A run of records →
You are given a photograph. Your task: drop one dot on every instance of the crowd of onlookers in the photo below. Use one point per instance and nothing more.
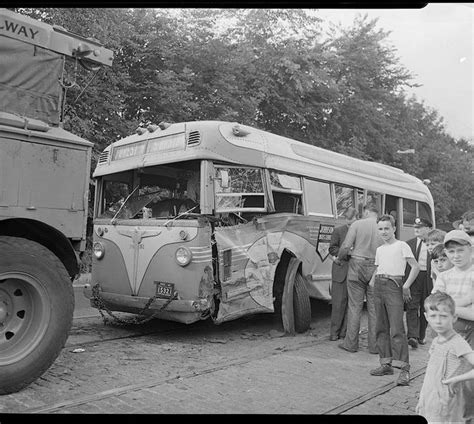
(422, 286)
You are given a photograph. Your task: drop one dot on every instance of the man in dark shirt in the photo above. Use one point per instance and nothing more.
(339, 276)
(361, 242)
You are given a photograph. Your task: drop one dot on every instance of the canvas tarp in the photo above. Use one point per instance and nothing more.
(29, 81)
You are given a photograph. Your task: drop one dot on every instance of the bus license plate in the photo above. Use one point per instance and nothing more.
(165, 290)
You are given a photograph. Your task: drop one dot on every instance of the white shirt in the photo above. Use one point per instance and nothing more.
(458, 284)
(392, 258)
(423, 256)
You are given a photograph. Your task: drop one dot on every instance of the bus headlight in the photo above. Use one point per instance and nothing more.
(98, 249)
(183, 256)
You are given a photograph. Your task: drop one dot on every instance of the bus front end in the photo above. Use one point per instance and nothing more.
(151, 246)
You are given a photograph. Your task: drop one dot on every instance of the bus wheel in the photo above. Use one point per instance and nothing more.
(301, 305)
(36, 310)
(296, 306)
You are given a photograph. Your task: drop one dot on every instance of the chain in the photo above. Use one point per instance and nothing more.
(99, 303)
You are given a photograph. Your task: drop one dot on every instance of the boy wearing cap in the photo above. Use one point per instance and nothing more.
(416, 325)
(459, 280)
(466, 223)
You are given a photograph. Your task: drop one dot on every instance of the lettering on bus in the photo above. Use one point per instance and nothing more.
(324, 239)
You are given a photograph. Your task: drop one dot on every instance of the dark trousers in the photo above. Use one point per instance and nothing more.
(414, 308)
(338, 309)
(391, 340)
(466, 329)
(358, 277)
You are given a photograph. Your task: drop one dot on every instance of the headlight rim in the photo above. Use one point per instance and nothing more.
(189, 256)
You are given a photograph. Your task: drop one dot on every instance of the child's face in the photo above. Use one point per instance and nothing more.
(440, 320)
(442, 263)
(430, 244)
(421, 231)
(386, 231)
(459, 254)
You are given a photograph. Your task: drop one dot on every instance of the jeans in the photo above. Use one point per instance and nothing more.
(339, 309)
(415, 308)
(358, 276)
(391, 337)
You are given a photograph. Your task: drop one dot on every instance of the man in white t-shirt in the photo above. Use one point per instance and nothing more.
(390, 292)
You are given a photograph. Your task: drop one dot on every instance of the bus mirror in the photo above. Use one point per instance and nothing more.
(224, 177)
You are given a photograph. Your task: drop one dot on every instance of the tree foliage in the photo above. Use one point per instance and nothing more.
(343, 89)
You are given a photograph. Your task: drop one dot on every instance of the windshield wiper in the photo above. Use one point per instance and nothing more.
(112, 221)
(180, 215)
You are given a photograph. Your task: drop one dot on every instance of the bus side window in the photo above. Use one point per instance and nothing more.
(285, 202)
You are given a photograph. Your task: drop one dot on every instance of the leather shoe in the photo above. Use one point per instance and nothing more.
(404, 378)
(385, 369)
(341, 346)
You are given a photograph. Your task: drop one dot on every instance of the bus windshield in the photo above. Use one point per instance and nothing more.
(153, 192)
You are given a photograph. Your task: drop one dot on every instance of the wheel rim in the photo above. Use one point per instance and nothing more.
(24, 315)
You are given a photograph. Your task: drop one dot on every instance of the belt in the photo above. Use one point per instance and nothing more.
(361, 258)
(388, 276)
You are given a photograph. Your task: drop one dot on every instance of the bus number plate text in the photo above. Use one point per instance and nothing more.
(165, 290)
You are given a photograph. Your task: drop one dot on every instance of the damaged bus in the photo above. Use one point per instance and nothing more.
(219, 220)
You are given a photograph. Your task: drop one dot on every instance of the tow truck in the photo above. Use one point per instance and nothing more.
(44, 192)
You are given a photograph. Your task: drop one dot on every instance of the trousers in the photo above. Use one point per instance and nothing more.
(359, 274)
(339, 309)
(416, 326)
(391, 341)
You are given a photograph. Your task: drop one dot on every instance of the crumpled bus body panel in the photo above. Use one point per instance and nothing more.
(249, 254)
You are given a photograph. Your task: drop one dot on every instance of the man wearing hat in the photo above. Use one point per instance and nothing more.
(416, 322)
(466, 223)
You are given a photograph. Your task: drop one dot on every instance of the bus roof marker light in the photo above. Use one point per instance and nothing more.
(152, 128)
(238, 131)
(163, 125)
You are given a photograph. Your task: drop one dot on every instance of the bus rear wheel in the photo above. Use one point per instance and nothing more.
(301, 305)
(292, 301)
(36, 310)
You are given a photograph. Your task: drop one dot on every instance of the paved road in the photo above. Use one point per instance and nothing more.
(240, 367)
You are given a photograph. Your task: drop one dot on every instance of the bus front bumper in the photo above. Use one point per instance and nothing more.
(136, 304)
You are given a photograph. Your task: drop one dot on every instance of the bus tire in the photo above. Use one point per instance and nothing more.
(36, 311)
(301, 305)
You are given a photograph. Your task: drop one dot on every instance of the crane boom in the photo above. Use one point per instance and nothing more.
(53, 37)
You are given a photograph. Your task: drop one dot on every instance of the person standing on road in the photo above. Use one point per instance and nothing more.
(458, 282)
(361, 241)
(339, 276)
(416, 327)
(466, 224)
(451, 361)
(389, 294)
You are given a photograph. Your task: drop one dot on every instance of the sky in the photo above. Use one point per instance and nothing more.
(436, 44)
* * *
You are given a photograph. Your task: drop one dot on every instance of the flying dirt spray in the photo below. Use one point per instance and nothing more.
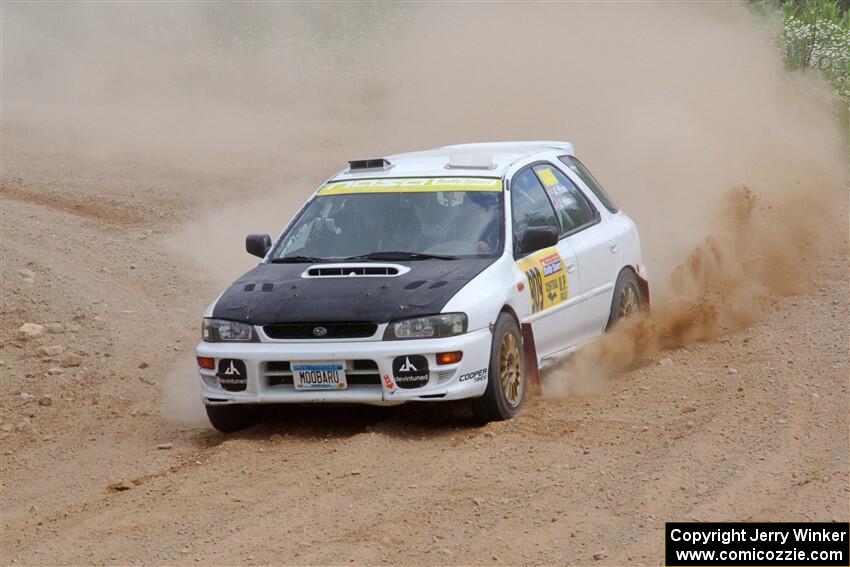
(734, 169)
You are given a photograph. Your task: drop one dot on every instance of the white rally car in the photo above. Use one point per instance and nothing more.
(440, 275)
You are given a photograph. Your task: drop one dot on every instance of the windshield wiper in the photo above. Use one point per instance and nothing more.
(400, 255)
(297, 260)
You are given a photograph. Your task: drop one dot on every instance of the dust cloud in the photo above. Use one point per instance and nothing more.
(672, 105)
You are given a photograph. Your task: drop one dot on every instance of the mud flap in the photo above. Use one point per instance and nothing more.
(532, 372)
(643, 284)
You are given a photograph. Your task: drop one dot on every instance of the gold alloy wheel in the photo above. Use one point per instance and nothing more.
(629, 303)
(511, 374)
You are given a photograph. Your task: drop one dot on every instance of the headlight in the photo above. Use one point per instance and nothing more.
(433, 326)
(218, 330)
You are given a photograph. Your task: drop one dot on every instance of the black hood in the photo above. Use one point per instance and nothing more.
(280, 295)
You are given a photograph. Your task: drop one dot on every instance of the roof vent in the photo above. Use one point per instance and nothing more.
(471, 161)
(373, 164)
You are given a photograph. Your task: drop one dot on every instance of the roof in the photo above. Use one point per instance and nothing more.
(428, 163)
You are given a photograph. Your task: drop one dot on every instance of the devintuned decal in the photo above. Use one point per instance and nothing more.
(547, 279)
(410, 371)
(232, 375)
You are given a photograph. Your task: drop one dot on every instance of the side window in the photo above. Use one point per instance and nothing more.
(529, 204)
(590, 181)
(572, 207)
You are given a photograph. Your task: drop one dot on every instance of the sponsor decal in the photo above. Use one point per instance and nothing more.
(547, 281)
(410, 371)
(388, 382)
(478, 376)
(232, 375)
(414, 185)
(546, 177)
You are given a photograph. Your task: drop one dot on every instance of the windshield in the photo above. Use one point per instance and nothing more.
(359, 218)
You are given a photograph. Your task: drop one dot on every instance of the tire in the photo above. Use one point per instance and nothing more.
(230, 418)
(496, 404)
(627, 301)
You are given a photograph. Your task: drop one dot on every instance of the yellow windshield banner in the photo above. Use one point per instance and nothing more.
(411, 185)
---
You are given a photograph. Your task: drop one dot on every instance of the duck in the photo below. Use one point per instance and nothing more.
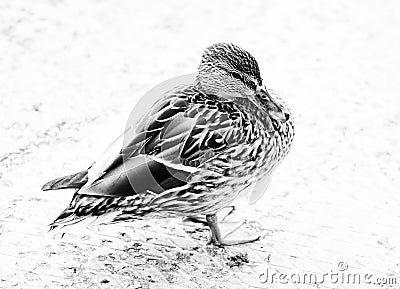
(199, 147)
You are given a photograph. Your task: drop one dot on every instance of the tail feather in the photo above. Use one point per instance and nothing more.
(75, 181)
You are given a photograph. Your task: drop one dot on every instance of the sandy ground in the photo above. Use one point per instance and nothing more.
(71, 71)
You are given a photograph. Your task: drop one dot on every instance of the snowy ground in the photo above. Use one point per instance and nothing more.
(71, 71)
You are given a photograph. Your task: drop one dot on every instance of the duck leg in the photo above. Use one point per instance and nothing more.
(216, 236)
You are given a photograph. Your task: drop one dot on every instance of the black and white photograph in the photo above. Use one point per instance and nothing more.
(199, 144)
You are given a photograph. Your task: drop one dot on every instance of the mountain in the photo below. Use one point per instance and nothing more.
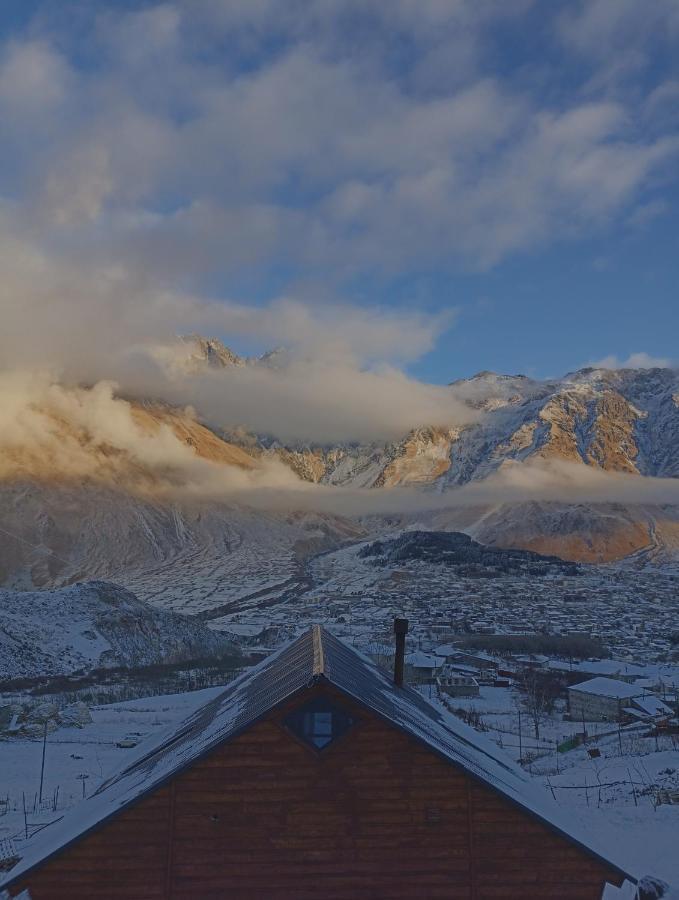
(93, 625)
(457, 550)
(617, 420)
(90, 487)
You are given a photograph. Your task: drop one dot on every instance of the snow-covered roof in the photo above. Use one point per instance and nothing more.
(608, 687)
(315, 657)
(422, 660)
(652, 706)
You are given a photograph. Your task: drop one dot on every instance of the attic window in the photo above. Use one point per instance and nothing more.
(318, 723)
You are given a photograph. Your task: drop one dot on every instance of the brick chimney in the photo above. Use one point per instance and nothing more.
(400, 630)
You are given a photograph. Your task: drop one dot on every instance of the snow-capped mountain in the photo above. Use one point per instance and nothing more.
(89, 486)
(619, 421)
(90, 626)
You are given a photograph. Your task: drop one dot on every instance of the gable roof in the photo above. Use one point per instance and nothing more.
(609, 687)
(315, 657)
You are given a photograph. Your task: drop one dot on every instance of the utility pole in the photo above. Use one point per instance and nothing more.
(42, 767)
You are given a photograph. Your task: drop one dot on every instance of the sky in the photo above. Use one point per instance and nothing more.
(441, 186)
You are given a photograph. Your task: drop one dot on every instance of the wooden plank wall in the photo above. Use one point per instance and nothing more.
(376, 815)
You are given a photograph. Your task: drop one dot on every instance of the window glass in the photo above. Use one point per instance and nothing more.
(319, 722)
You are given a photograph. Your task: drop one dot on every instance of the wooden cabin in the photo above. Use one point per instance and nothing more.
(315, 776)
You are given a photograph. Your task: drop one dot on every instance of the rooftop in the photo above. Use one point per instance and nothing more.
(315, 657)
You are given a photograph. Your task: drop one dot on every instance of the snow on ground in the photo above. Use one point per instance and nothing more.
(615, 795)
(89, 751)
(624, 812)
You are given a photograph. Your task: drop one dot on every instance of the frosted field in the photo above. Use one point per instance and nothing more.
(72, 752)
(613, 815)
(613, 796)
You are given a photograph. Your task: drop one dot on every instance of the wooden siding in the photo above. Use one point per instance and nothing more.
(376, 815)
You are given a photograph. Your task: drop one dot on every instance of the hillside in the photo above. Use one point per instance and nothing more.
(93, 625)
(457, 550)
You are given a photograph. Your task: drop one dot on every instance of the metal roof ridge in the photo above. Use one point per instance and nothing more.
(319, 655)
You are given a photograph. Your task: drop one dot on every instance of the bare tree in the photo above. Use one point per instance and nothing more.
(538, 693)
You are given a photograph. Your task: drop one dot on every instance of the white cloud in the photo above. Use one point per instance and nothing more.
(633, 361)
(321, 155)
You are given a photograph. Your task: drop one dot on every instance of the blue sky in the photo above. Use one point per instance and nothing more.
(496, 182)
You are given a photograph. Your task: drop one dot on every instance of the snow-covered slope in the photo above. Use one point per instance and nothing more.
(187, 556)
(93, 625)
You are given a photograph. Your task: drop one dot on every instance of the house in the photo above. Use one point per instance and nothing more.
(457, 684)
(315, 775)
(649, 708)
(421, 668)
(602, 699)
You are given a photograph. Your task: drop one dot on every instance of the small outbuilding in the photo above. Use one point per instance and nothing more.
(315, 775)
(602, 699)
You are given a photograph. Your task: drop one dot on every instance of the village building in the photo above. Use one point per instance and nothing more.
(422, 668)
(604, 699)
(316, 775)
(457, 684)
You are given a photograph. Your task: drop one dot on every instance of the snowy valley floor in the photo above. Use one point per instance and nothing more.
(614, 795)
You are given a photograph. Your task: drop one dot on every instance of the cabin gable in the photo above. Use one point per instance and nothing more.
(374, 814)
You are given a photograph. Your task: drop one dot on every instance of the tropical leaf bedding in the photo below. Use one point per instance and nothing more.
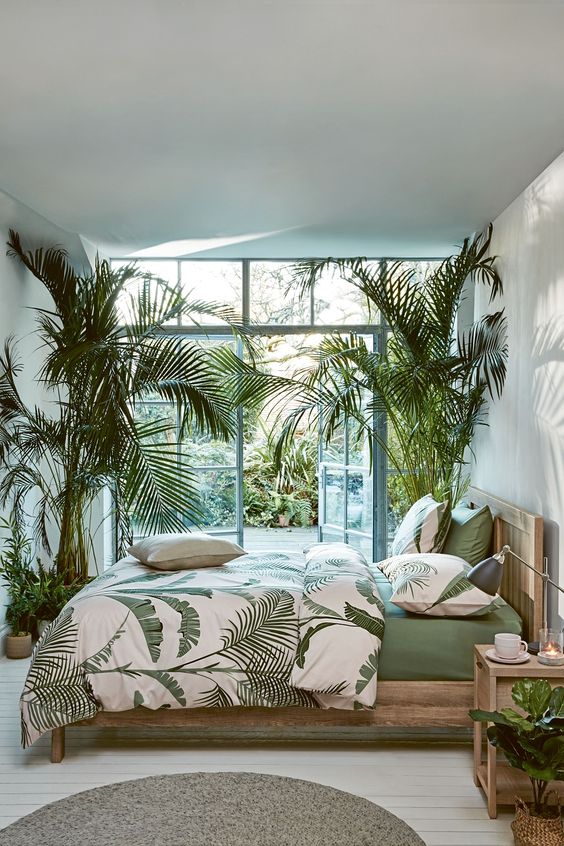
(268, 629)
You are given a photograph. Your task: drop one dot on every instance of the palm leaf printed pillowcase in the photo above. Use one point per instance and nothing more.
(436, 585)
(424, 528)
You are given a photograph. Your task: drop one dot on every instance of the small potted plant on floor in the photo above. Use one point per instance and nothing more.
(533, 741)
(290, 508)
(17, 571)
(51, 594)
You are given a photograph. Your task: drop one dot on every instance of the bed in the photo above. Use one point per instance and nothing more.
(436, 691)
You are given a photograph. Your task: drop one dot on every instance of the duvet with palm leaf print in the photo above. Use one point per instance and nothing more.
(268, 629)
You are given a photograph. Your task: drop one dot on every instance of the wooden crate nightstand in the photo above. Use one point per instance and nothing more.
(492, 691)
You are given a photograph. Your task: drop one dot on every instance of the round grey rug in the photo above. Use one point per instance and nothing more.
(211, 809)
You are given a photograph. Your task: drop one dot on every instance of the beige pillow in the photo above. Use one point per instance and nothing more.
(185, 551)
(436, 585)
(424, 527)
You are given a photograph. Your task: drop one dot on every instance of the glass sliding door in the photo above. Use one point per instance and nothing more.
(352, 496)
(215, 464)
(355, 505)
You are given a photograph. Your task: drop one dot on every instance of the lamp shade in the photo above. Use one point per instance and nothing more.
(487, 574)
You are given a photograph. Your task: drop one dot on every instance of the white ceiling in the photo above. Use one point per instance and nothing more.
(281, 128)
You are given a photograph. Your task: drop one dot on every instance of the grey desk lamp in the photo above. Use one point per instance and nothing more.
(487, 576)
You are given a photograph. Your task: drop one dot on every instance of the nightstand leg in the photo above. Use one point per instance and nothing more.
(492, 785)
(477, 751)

Exercise details → Pull out every line of the data above that contains the string "headlight" and list those lines.

Final result →
You are given a photograph. Your task: drop one dot on every instance of the bus headlight in the photo above. Use one point per instance and nothing more.
You are given a photograph. Your task: drop one dot on every instance of the headlight rim in the photo above. Use one point per instance and nothing more.
You are given a photograph. Your task: drop one dot on every instance of the headlight in the photo above. Use one point per instance and nothing more.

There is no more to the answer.